>>>>

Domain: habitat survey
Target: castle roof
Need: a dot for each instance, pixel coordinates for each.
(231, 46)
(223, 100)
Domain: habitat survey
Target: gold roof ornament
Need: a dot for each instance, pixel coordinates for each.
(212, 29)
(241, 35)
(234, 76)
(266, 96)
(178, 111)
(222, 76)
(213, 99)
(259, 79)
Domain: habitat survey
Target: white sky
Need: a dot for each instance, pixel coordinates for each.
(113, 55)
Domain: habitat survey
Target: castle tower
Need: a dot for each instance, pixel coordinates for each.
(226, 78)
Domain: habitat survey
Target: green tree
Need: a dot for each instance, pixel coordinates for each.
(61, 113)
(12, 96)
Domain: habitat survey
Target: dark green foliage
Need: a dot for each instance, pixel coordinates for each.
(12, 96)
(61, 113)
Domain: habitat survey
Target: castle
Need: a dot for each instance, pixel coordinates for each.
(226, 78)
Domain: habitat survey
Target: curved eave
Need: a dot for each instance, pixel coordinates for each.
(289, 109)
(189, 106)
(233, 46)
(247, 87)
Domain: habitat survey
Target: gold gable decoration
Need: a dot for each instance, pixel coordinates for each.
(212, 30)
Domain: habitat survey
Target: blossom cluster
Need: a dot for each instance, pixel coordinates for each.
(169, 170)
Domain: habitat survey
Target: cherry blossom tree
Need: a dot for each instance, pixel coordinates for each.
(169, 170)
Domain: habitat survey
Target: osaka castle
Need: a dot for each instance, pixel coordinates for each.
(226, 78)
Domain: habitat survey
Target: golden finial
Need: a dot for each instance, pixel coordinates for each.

<<<<

### EXERCISE GOAL
What is needed is an exact copy of every entry.

### EXERCISE SOLUTION
Domain: habitat survey
Target: castle roof
Need: a dot for each instance, pixel coordinates for each.
(231, 46)
(223, 100)
Domain: habitat survey
Target: gold roof ornament
Need: a dot for each instance, pixel coordinates for each.
(212, 29)
(241, 35)
(234, 76)
(266, 96)
(178, 111)
(222, 76)
(213, 99)
(259, 79)
Domain: habitat survey
Target: white sky
Need: a dot for each instance, pixel coordinates for each.
(113, 55)
Domain: habitat survey
Target: castle tower
Need: a dot for each instance, pixel coordinates for each.
(226, 78)
Domain: habitat survey
Target: green tree
Need: a dot for each instance, pixel coordinates for each.
(61, 113)
(12, 96)
Domain: habitat survey
Target: dark green foliage
Need: a dot for each instance, pixel coordinates for each.
(12, 96)
(61, 113)
Domain: habitat survey
Target: castle
Need: a dot for each instance, pixel coordinates for each.
(226, 78)
Domain: habitat survey
Target: curved eave
Need: a dot for each instance, pixel coordinates for each.
(289, 109)
(189, 106)
(233, 46)
(247, 87)
Domain: habitat survey
Target: gold gable decoration
Need: a dot for each instance, pixel coordinates for each.
(212, 30)
Domain: habitat survey
Target: blossom cluster
Need: a dot for each instance, pixel coordinates for each.
(169, 170)
Domain: habitat survey
Target: cherry blossom tree
Need: a dot for each instance, pixel coordinates for each.
(169, 170)
Domain: habitat survey
Target: osaka castle
Need: a dot for each instance, pixel coordinates for each.
(226, 78)
Domain: habitat survey
Target: golden finial
Need: a dot for each instance, pixel coordinates for each.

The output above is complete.